Direction: Copy out the rows below with each "I'd like to know" changed to "please tell me" and everything else left the same.
## start
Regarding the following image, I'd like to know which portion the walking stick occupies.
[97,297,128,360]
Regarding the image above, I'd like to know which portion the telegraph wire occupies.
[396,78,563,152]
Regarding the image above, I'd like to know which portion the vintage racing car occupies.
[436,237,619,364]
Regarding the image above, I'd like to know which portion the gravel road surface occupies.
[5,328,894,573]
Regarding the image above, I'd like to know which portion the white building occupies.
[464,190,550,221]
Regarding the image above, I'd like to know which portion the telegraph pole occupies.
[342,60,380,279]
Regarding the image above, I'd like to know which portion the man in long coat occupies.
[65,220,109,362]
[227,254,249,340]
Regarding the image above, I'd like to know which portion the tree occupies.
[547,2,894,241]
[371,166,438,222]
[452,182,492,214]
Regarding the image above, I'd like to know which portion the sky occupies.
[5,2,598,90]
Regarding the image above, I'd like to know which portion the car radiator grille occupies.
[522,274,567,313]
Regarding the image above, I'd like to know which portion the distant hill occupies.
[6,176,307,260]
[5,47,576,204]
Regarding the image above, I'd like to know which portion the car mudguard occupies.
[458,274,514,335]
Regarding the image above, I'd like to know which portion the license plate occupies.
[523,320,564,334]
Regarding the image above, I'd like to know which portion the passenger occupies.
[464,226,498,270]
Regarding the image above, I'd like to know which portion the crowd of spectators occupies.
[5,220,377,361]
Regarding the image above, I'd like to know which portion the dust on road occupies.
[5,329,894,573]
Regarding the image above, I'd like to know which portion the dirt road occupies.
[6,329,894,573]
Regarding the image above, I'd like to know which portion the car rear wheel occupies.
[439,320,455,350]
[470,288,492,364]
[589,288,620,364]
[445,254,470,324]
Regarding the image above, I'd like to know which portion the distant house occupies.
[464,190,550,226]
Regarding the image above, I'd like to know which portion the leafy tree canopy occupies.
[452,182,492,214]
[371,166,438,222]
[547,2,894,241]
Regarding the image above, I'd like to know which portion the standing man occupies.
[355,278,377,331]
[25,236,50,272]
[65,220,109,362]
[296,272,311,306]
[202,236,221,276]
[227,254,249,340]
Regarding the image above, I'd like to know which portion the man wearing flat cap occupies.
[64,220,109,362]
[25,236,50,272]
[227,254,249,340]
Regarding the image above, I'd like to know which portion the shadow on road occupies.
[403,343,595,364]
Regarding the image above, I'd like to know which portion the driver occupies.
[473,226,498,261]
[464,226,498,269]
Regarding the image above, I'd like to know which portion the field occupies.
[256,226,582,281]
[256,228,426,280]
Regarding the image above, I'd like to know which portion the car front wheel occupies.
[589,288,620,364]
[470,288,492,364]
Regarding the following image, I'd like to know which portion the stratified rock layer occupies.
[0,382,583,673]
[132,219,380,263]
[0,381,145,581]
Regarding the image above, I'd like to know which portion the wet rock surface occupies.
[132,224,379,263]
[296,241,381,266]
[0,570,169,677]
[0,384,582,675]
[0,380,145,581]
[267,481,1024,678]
## end
The reply:
Regarding the following image, please tell me which portion the walking stick occupies.
[97,297,128,360]
Regarding the image above, please tell me which portion the telegraph wire occupies.
[396,78,563,152]
Regarding the image above, please tell me which portion the vintage racing car occupies.
[436,237,619,364]
Regarding the image above, please tell me which portion the gravel road surface occupies.
[5,328,894,573]
Regarding the image above, please tell me which portion the white building occupies.
[464,190,550,221]
Regarding the image above, please tell me which portion the telegraph pole occupies.
[342,60,380,279]
Regarding the image above, please tell me which portion the man in long coat occupies.
[65,220,109,362]
[227,254,249,340]
Regarding the image above, please tell me which portion the tree occupies.
[547,2,894,241]
[371,166,438,222]
[452,182,492,214]
Regarding the image above, please tell me which portion the sky occupies.
[5,2,598,90]
Regarding the image above, please tell me which portion the car radiator grille occupies.
[522,274,567,313]
Regarding the image above, please tell me which portion the distant hill occupies.
[6,176,307,260]
[5,47,576,204]
Regarding the image above, please tell me which portion the car mudguard occupies.
[458,274,514,335]
Regarding the image above, please tell me which portion the license plate occupies.
[523,320,564,334]
Regarding the image above, please tell me which portion the passenger occupies.
[464,226,498,270]
Regarding the image above, please tell me which portion the crowd of spectators occupies.
[5,220,377,361]
Regarding the image above, please tell me which portion the dust on road occupies.
[5,329,894,573]
Regarding the image above, please tell me which portion the dirt road occupies.
[6,329,894,573]
Regarding the image above, please tell me which portion the car rear wheel occupies.
[439,320,455,350]
[470,288,492,364]
[589,288,620,364]
[445,254,470,324]
Regarding the image above, please tell me which portion the distant house occupies.
[464,190,550,226]
Regarding the image above, please tell me which portion the leafy tree canopy occupies.
[452,182,492,214]
[371,166,438,222]
[547,2,894,241]
Regarding the image above, please tell me which portion the standing man occupies.
[355,278,377,331]
[25,236,50,272]
[65,220,109,362]
[296,272,311,306]
[202,236,221,276]
[227,254,249,340]
Regarding the image above, please tell me which portion the man wearing flat cap occupies.
[64,220,109,362]
[25,236,50,272]
[227,254,249,340]
Regarding the image above, please tell me which portion the shadow on road occupies.
[403,343,595,364]
Regarding the image above, please tell me which portion the driver occupies.
[473,226,498,261]
[464,226,498,269]
Regarding the image above, please tell me which portion the field occupies.
[256,226,582,281]
[256,228,426,280]
Regarding the image above, please tell me which portion the car front wheel occupies.
[589,288,620,364]
[470,288,492,364]
Regarding the following image, please tell me which portion the stratified rock layer occupies.
[0,382,583,673]
[132,219,380,263]
[0,381,145,581]
Regarding the image above, please tell me which portion the wet rock surface occupies.
[132,224,379,263]
[296,241,381,266]
[0,570,169,677]
[0,384,582,675]
[0,380,145,581]
[267,481,1024,678]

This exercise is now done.